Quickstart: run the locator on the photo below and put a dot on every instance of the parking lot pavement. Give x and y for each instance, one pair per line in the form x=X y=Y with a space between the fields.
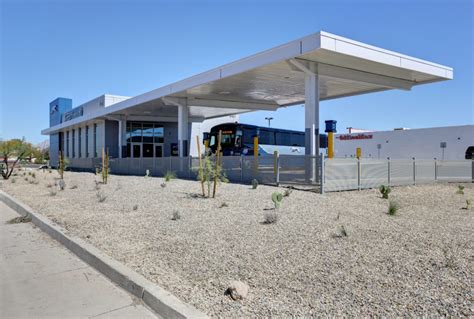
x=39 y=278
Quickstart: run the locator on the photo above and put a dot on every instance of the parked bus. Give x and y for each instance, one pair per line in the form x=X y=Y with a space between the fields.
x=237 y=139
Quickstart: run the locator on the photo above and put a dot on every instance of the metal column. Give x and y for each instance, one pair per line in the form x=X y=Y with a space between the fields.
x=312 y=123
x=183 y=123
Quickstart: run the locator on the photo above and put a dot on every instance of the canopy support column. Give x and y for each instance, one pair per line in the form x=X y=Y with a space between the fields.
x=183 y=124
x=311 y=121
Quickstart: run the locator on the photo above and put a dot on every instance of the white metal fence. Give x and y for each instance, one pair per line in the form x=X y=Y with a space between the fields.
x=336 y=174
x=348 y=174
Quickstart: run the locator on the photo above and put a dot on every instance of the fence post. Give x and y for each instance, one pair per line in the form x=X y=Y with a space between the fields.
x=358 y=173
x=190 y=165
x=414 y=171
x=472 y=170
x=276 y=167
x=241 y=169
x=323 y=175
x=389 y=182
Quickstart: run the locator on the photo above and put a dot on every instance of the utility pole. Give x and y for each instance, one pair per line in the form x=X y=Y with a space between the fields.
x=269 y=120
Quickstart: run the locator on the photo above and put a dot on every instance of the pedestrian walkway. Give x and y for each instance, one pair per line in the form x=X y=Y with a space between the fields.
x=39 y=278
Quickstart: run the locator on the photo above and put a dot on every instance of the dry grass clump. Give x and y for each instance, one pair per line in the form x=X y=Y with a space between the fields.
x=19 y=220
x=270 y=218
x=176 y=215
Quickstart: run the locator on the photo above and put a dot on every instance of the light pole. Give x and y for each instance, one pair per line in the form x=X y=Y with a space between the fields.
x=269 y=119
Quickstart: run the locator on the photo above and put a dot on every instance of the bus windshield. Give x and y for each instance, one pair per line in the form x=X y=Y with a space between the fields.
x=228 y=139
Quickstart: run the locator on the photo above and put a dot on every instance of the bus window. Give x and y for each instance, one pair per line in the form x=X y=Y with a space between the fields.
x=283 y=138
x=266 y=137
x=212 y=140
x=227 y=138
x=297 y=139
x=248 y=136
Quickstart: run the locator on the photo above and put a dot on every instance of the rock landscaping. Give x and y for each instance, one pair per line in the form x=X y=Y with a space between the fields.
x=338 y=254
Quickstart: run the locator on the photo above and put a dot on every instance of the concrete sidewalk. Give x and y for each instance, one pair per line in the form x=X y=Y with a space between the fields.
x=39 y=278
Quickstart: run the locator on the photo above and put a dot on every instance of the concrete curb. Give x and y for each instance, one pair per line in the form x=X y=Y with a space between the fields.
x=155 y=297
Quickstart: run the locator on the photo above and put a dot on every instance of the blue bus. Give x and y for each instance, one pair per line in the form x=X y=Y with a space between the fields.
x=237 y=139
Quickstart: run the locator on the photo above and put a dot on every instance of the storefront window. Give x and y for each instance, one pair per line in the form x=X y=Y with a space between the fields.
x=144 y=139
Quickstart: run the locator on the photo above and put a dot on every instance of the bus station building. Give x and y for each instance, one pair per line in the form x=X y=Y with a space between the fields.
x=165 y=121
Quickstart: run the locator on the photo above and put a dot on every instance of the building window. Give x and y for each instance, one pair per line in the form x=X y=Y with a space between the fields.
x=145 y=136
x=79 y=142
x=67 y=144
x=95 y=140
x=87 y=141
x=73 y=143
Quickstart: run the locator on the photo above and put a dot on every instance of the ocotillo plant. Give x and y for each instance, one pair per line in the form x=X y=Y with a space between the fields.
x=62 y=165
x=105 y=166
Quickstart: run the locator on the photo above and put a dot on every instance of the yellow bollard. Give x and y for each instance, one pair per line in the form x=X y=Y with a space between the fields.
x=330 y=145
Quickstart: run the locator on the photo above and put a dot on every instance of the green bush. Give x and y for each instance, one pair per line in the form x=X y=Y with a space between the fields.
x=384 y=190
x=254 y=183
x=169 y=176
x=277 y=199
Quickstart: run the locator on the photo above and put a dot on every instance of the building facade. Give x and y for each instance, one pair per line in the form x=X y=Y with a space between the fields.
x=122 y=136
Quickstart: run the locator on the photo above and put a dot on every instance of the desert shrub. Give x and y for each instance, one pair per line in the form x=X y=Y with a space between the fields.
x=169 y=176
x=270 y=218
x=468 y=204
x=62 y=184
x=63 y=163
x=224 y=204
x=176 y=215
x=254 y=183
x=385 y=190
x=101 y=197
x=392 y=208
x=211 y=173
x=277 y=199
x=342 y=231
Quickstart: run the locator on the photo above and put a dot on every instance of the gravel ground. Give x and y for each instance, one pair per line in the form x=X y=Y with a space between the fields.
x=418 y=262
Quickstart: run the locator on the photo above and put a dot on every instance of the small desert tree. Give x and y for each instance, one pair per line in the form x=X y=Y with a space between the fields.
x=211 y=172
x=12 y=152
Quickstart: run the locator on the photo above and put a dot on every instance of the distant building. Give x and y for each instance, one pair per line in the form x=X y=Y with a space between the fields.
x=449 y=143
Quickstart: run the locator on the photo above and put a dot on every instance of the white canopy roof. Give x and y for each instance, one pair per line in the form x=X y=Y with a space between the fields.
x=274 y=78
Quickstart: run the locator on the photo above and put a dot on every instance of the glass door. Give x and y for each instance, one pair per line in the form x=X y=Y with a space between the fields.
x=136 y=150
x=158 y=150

::::

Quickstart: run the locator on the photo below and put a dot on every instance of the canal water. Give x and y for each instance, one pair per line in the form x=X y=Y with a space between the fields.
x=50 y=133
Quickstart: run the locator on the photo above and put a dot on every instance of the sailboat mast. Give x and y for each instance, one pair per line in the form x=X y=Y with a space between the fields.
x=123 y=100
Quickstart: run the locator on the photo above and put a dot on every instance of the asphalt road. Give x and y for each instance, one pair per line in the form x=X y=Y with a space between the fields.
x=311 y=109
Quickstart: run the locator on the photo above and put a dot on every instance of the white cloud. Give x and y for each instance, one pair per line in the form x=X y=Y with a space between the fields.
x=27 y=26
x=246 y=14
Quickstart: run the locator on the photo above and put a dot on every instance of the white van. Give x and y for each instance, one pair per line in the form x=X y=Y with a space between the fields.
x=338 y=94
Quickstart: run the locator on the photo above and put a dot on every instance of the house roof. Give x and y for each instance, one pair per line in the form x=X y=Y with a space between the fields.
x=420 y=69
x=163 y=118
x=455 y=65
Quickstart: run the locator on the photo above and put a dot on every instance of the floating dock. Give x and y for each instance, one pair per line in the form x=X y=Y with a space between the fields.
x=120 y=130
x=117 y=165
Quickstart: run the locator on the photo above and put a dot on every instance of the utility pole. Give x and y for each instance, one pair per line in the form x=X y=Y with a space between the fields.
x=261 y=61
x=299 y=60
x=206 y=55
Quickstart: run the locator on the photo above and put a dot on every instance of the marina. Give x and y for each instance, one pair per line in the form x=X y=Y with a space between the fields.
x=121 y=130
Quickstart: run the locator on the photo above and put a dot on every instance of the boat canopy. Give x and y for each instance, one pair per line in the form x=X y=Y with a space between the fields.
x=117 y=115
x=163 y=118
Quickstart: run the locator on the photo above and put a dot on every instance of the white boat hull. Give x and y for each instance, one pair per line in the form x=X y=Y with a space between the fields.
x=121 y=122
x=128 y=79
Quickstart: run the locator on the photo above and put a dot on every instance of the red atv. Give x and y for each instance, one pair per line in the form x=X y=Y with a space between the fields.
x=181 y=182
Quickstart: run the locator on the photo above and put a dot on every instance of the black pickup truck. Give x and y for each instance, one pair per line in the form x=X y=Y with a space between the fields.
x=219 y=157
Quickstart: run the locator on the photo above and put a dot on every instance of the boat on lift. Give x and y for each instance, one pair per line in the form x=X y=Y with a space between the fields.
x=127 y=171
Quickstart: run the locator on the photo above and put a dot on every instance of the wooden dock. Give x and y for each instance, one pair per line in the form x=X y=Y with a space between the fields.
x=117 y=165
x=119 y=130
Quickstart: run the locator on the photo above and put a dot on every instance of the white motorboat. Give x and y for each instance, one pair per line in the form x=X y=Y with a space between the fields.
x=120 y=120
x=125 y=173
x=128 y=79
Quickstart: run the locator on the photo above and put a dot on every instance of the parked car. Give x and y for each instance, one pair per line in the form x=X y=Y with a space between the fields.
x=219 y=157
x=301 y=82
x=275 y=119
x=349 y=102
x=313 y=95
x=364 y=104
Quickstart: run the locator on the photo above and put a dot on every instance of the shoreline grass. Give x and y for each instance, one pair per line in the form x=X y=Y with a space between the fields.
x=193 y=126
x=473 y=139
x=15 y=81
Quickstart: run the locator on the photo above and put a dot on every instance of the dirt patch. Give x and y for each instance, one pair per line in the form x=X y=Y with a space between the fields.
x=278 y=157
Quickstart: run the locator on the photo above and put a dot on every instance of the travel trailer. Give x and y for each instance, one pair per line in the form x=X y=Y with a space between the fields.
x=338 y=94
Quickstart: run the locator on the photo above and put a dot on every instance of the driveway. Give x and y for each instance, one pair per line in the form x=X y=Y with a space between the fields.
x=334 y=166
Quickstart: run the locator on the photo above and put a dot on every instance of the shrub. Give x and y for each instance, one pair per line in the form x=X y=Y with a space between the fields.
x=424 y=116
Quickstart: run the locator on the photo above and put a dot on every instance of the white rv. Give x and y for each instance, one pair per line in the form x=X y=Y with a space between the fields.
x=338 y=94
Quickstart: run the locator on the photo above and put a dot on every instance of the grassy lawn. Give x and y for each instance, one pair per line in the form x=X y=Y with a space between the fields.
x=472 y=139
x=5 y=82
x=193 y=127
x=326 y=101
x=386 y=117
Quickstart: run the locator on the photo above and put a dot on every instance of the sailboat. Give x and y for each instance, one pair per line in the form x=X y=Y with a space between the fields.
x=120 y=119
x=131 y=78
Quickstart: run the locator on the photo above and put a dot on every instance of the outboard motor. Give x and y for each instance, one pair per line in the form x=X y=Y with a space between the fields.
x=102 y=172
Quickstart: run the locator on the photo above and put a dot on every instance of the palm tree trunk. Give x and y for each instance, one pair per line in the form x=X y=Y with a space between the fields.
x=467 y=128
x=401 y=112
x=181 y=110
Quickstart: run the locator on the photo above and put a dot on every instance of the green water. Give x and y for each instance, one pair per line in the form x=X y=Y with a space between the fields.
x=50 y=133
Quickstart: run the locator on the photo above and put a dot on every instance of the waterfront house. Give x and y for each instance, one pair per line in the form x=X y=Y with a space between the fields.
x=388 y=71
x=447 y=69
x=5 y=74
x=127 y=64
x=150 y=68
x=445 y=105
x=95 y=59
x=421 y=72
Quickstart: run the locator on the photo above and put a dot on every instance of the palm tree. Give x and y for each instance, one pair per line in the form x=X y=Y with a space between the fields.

::::

▸ **About this task**:
Return, unchanged, the run of lines above that opens with the line containing "of the outboard" and closes with the line containing "the palm tree.". Include both.

▸ **Exercise result**:
Quickstart: run the locator on the photo above and put a dot on every instance of the outboard motor. Give x and y for each instance, one pair per line in the form x=X y=Y with a space between the fields.
x=102 y=172
Quickstart: run the locator on the photo above and put a dot on every instance of the palm tree trunk. Give x and y for each instance, one pair per line in the form x=X y=Y with a space between the fields.
x=467 y=128
x=401 y=112
x=181 y=110
Quickstart: run the locator on the photo above and put a dot on every instance of the green water. Give x and y for each instance, one pair per line in the form x=X y=Y with a space between the fields.
x=50 y=133
Quickstart: run the locator on the photo above and put a dot on every instance of the waterfront house. Give x and y for each instance, one pair per line in the form x=X y=Y with a space between the fields.
x=388 y=71
x=447 y=69
x=5 y=74
x=127 y=64
x=150 y=68
x=445 y=105
x=95 y=59
x=421 y=72
Quickstart: run the locator on the photo above and put a dot on every instance of the palm tree. Give x and y for each instance, one pair per line in the form x=X y=Y with a space between the fields.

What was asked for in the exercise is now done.